→ Work required
Transcribe the entries that follow, word for word.

=== Begin Enclosure ===

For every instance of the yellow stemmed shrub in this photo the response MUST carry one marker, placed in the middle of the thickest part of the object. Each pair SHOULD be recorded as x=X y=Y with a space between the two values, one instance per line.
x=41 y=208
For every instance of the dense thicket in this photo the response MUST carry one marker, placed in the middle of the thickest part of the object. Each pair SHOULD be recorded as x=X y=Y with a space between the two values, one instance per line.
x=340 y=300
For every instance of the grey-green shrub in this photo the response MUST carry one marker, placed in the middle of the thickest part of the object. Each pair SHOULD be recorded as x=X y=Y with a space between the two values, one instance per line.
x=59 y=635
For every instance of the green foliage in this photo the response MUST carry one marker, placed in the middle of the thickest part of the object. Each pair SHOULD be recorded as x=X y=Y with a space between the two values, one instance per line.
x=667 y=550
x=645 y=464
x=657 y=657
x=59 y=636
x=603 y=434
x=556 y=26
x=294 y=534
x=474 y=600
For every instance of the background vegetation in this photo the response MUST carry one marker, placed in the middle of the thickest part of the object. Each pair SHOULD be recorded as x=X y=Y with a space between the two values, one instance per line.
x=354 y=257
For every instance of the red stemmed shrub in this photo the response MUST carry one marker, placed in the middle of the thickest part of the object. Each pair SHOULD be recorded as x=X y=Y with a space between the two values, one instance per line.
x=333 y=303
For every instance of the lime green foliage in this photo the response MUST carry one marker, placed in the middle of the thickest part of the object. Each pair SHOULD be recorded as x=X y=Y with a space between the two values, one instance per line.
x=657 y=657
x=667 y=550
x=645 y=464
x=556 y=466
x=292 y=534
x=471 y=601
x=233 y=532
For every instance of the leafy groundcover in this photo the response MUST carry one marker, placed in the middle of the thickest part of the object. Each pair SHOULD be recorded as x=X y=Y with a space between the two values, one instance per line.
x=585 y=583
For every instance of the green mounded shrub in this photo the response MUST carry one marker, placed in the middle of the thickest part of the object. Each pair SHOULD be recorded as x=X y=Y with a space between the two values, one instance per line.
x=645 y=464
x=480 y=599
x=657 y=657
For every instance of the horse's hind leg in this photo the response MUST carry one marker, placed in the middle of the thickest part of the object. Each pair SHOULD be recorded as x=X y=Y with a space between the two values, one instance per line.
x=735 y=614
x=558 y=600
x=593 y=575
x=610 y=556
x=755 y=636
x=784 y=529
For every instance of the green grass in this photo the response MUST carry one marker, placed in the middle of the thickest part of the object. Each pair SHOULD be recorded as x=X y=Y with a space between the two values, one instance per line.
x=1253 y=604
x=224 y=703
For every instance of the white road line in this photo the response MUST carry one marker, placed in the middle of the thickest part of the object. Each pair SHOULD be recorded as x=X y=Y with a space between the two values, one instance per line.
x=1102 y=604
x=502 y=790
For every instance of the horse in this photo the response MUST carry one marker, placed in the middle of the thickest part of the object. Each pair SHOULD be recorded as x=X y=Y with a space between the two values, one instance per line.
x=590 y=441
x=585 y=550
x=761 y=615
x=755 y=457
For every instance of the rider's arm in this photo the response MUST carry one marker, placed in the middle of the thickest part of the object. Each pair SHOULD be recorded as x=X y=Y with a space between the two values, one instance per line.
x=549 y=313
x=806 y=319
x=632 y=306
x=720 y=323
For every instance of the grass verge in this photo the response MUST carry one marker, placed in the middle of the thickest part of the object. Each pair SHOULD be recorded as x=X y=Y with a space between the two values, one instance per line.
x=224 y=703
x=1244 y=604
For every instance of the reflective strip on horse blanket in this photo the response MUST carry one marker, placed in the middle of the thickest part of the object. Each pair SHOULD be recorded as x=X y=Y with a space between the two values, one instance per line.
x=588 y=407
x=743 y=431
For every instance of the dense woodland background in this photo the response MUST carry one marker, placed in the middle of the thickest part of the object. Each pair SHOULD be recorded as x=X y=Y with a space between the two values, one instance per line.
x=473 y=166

=== End Enclosure ===

→ Your response
For every instance of the yellow stemmed shrub in this photo the response MUST carry one marker, placed in the middle of the thickest part of the object. Each pair SHOULD be recorded as x=X y=Y with a space between the two values, one instance per line.
x=41 y=208
For every instance of the dense thicket in this photo the response MUST carry one marker, placed in the middle of the thickest part of the object. Each pair SHOULD be recorded as x=X y=Y with a space between the two values, one instance per line.
x=340 y=300
For every instance of the grey-green shrub in this photo the response MUST carry one marker, placed in the middle of the thickest part of the object. Each pair SHOULD be recorded as x=X y=Y with a space between the two values, one instance per line.
x=59 y=635
For every instance of the green foliage in this photo the response MUST carry one marker, placed in the middle of the thickest part of the object. Each pair SHOULD be recorded as x=X y=Y with a space between the two values, one instance per line.
x=667 y=550
x=645 y=464
x=657 y=657
x=59 y=636
x=603 y=434
x=556 y=26
x=294 y=534
x=474 y=600
For every instance of the background vegetation in this photo the response MUST carry one marker, placed in the middle of the thickest part of the object. Each pair SHOULD be recorded as x=X y=Y with a space between the two values, one instance per line.
x=354 y=257
For every instance of the red stemmed shrub in this photo the response MUST carry one marker, placed in the middle of the thickest part of the object. Each pair SHOULD be recorded as x=X y=Y with a space between the two values, one instance per line.
x=333 y=303
For every instance of the lime green foliage in this photo the response MUST carry one marker, placed in the middle of the thickest part of the object. Each pair SHOULD be recorded as x=X y=Y with a space between the two values, one instance per line.
x=657 y=657
x=667 y=550
x=645 y=464
x=556 y=466
x=292 y=534
x=471 y=601
x=233 y=532
For every instance of the leafy groundcover in this photo the response MUST carry one marker, placed in the middle of the thickest part of the object. Each pair SHOULD be recorded as x=X y=Y with a space between the two values, one instance per line.
x=585 y=583
For every instance of the green mounded shrub in this photo the response MUST carry one marker, placed in the middle of the thickest part of the object. Each pair SHOULD be recorded as x=X y=Y with a space between the two values, one instance per line.
x=645 y=464
x=480 y=599
x=657 y=657
For every instance of the horse's hind leg in this photo the response MUST carry one marker, placed in the middle of the thickest part of the object. Each pair SHOULD be recorded as x=X y=Y with a space between the two values, one instance per line.
x=735 y=614
x=558 y=600
x=593 y=575
x=610 y=556
x=755 y=636
x=784 y=529
For every instance of the green grass in this photo the response MUST carry one marker, placed in the middle of the thickest part of the object. Each pair SHOULD be recorded as x=X y=Y with a space between the two values, one instance per line.
x=1253 y=604
x=224 y=703
For every instance of the white road line in this photo the response MUST carry one marker, placed in the middle of the thickest part of the object. Each pair SHOULD be recorded as x=X y=Y with a space between the two values, one instance per line.
x=1102 y=604
x=502 y=790
For every instance of the horse in this photo the response MUST carry one marker, placed in the middle of the thickest part of the object. Each pair SHOULD be recorded as x=X y=Y with a space between the two values, one instance per line.
x=590 y=441
x=585 y=550
x=761 y=615
x=755 y=457
For every instance of the rider's arm in this photo the response MUST carry one marker, placed in the middle of the thickest part of the object. Each pair SHOULD be recorded as x=X y=Y with a space between the two values, one instance per line.
x=549 y=313
x=806 y=319
x=632 y=306
x=720 y=323
For every instance of the grass verge in this photo the response MUST carry one marker, placed in the middle of the thickest part of the object. Each pair SHOULD be recorded as x=X y=Y with a space between the two values, one instance per line.
x=224 y=703
x=1244 y=604
For every instance of the reflective strip on horse blanket in this photo the response MUST carry one marker, placed in the middle of the thickest part of the object. Each pair SHOULD be recorded as x=X y=Y with a space between the two values, one instance per line.
x=588 y=407
x=743 y=431
For every instance of the dense woodland background in this photo the response MUST carry one marker, placed in the middle of the thickest part of the object. Each pair SHOULD be recorded as x=X y=Y with a space between the two values, one instance per line.
x=473 y=166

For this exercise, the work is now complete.